WHAT IS EXPECTED :: From the entries below, please gather each line containing the string "Sample".

═══ AVAILABLE RECORDS

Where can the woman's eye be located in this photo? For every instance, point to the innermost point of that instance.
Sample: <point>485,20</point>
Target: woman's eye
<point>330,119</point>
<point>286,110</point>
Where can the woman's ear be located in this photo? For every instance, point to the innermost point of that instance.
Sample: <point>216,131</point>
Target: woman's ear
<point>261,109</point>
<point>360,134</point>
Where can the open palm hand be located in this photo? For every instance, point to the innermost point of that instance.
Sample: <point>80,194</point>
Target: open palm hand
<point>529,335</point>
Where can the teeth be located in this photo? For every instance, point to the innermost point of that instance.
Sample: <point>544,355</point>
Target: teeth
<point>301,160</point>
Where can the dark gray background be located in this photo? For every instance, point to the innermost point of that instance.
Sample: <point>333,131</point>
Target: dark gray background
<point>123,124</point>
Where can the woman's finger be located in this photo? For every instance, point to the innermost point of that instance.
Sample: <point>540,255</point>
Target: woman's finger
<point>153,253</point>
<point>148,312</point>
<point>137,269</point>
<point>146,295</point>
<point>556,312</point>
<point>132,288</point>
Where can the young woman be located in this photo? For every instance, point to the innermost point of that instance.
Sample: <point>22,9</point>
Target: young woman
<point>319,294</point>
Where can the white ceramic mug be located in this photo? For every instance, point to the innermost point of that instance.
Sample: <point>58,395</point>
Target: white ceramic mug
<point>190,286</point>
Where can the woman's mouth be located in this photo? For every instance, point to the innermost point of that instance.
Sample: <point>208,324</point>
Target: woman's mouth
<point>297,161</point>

══════
═══ AVAILABLE RECORDS

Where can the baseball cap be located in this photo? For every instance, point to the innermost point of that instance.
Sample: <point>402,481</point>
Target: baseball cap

══════

TASK SOLUTION ::
Sample: <point>485,20</point>
Sample: <point>216,131</point>
Sample: <point>80,194</point>
Sample: <point>544,355</point>
Sample: <point>333,131</point>
Sample: <point>540,255</point>
Sample: <point>22,9</point>
Sample: <point>58,395</point>
Sample: <point>208,324</point>
Sample: <point>402,481</point>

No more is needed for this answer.